- WORK TO BE COMPLETED
Rewrite only the lines from the line with "Thank you for the photo. Could you indicate the yellow spot" to the line with "<point>97,98</point>", both ends included and the requests kept, multiplying every point coordinate in the answers by 0.2 and rounding each result to a whole number, halves up. Leave every other part of the lines unchanged.

-- START OF INPUT ROWS --

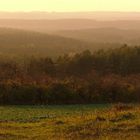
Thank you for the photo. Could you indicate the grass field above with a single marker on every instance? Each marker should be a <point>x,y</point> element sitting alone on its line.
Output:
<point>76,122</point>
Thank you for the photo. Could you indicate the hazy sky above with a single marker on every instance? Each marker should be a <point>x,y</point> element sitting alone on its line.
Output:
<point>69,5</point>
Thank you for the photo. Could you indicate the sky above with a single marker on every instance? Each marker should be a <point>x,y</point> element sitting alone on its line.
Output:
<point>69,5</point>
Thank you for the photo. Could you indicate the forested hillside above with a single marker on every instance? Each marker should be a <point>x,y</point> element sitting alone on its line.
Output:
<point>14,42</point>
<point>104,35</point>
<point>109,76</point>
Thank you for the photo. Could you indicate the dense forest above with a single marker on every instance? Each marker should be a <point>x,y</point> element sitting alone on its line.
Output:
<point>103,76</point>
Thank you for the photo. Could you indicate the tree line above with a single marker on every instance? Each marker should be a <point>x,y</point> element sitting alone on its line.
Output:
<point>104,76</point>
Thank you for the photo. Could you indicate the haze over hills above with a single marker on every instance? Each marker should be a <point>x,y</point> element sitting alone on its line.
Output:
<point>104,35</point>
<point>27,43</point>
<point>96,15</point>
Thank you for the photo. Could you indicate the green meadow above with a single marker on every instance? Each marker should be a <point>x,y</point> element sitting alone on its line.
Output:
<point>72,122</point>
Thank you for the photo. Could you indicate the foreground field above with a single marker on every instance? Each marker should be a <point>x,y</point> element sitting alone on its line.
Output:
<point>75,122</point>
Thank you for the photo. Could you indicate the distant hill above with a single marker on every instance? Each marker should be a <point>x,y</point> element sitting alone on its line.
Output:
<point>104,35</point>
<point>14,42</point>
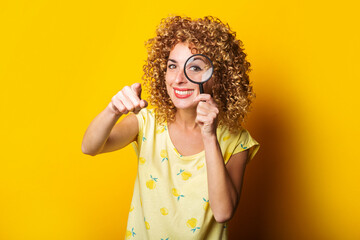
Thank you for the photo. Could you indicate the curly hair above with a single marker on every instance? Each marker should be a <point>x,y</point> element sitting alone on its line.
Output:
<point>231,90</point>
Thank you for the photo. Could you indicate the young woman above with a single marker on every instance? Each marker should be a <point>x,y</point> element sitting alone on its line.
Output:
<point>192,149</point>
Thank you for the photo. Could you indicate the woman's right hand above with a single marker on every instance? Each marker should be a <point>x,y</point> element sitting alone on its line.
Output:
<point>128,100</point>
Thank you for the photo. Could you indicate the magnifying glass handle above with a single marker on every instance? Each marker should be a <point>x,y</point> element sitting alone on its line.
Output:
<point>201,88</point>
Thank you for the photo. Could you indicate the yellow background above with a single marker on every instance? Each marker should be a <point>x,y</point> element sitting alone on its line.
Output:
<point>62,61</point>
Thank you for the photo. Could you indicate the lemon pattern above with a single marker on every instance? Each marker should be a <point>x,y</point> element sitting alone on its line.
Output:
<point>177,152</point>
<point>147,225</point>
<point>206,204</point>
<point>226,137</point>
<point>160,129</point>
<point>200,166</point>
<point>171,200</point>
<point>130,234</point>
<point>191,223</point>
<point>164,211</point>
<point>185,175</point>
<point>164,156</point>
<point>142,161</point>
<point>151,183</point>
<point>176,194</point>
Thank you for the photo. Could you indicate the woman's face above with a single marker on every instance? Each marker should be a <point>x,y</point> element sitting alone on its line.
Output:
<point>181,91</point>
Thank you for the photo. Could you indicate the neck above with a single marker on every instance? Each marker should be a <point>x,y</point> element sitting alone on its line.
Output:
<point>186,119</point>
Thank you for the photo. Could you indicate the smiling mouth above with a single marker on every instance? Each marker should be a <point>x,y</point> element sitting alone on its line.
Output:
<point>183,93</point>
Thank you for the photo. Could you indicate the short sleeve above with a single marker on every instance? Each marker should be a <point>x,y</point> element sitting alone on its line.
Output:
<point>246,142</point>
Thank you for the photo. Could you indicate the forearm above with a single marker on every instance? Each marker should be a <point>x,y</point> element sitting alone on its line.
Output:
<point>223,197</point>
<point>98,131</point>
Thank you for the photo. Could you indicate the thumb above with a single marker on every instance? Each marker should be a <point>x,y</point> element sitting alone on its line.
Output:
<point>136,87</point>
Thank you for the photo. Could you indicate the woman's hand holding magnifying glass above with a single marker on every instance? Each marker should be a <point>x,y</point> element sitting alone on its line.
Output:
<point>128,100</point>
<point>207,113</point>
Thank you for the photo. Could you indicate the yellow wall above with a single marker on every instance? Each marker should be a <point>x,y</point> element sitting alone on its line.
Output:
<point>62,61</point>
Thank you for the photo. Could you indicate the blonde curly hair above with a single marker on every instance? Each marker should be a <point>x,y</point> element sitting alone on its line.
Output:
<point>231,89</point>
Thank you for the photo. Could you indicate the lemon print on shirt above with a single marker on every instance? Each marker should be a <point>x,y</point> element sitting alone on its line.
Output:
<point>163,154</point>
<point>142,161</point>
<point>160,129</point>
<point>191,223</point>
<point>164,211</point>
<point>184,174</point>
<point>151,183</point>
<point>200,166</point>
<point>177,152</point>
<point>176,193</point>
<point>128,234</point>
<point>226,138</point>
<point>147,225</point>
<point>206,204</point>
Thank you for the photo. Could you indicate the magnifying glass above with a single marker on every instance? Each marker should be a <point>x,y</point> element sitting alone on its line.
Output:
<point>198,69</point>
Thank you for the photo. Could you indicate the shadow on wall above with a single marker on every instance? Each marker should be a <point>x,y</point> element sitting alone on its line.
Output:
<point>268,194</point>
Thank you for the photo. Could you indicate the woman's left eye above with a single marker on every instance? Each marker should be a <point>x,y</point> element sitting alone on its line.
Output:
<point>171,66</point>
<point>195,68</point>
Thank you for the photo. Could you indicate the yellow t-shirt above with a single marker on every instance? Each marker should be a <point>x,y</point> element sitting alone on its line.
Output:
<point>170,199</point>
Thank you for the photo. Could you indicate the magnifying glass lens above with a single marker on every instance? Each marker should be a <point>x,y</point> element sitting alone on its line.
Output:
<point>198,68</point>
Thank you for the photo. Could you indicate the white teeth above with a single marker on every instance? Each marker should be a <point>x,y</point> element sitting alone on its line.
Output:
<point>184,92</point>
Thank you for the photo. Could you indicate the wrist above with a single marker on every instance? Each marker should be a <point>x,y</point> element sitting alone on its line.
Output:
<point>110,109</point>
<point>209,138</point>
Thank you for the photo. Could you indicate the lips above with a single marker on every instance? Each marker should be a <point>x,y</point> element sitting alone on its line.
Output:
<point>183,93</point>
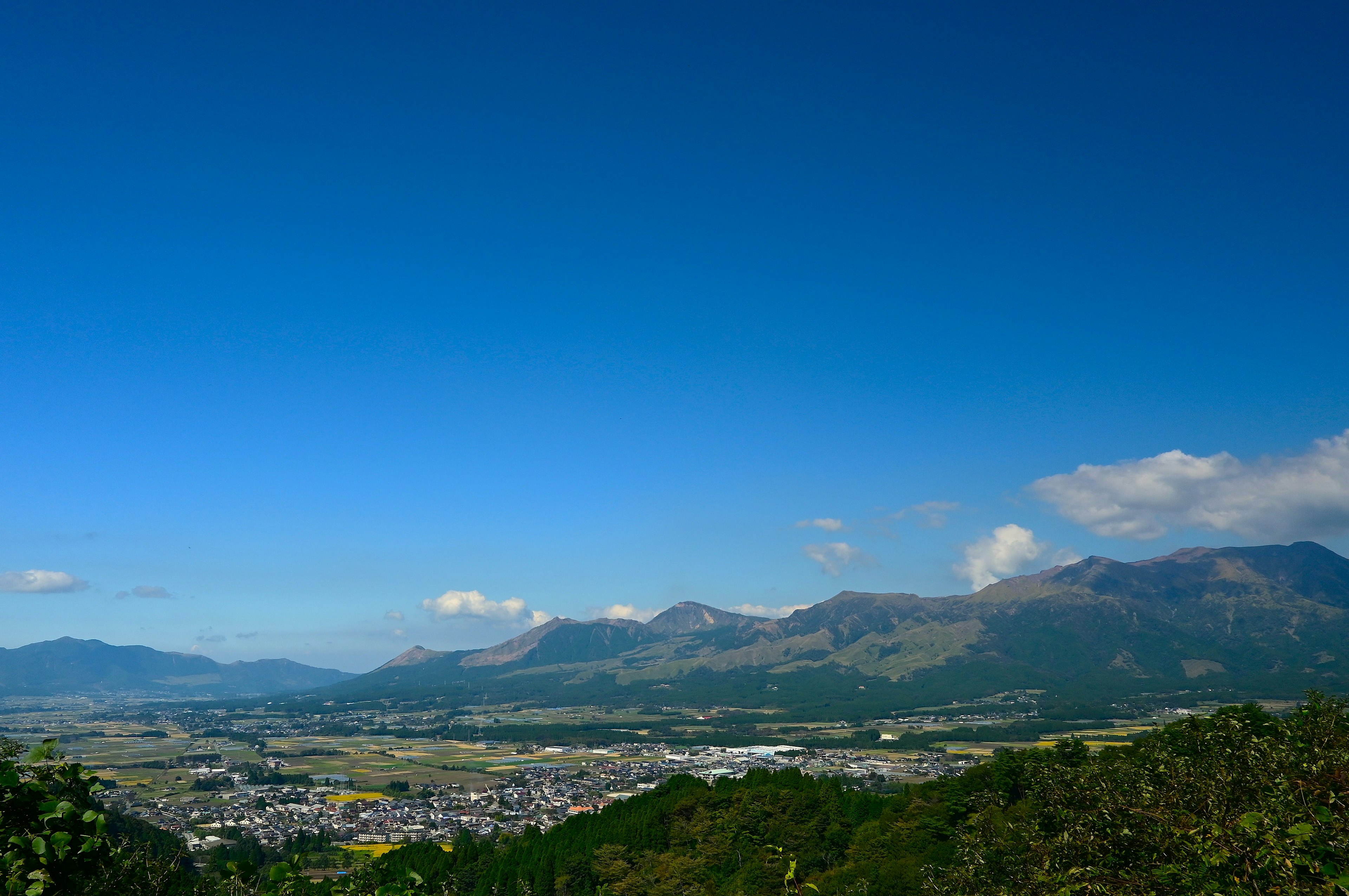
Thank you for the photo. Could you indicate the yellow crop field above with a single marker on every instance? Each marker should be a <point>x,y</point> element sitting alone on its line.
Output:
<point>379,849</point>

-- END OF INPUT ROWS --
-- START OF INPUT ROWS --

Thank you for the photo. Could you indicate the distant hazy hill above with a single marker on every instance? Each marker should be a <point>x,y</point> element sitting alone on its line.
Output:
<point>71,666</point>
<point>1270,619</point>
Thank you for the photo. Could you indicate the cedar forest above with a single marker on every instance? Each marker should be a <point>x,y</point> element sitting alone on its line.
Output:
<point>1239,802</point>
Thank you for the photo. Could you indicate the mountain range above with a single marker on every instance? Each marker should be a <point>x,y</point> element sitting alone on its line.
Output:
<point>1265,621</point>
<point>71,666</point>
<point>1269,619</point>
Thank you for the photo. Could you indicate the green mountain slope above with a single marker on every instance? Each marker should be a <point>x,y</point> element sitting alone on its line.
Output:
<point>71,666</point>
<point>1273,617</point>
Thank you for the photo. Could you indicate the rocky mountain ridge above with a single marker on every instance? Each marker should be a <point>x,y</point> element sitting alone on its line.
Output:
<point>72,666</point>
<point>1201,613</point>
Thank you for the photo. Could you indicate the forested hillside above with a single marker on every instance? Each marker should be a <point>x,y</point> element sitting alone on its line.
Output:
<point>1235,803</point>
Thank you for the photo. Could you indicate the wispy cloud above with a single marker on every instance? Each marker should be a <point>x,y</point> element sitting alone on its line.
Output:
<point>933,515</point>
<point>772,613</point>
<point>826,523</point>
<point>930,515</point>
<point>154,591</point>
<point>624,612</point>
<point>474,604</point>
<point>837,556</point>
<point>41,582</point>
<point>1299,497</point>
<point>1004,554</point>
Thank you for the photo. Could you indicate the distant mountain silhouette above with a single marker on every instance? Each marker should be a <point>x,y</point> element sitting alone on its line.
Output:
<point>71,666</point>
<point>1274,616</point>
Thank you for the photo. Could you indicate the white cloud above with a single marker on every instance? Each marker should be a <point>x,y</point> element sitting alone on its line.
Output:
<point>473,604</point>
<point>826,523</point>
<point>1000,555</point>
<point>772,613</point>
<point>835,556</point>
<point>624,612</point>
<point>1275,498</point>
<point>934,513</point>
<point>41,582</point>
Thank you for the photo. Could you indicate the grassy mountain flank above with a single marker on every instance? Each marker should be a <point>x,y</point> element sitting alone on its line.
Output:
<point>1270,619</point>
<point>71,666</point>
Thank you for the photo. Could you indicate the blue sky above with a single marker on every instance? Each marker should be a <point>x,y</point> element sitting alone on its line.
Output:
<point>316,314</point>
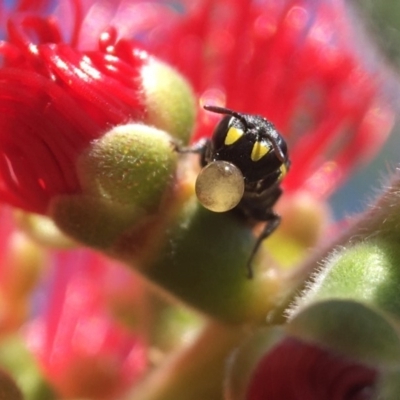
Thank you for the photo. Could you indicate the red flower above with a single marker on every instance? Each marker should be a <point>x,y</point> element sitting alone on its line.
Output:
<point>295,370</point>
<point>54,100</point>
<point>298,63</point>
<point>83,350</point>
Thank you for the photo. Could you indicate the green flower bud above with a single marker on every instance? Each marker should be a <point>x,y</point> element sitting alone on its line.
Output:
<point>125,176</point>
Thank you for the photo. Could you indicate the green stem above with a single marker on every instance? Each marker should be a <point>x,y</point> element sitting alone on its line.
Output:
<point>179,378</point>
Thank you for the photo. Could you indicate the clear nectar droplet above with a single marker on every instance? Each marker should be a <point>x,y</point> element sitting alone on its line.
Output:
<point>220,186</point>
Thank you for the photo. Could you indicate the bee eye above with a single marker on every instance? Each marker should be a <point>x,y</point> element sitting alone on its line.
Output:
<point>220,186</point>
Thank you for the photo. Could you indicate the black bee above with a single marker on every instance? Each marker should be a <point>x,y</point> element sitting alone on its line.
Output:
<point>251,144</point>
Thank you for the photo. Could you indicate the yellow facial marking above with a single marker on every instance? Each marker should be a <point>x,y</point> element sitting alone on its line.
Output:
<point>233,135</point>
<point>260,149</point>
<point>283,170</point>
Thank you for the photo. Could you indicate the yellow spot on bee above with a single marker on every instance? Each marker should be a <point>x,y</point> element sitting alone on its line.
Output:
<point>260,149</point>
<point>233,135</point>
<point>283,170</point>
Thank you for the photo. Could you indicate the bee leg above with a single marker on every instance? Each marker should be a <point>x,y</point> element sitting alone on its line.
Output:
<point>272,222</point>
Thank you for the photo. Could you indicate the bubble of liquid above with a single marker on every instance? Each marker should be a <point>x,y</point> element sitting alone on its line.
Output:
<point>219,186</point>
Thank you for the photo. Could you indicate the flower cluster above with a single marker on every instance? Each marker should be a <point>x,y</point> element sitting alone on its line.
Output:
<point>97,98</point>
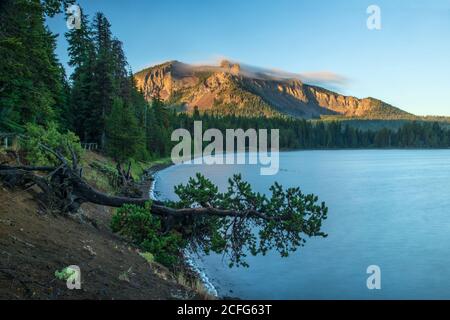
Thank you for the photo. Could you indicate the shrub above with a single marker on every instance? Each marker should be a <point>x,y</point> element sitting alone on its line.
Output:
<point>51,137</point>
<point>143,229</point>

-- END OF INPUT ROWS --

- OUTPUT OF THE EXERCISE
Thank you for the photo. Could you indicate the yellow spot on bee above with a single marker on every instance? Each marker should be a <point>x,y</point> element sitting alone on its line.
Output:
<point>52,30</point>
<point>47,27</point>
<point>57,34</point>
Thank you for the photo. Could you indicate the bee leg above with a single marker on every instance? Each marker should be a <point>x,y</point> element sitting alone on its line.
Output:
<point>54,44</point>
Thank you for the photo. Could you indicate the bubble of liquid above with a single marker on every instance? Each marker should be a <point>x,y</point> element sitting alone on its line.
Output:
<point>44,37</point>
Thank you for the photo. Could you indicate the flower cluster above with a single marker on every instance? Each marker should be a <point>x,y</point> element sitting alone on its line.
Output:
<point>19,20</point>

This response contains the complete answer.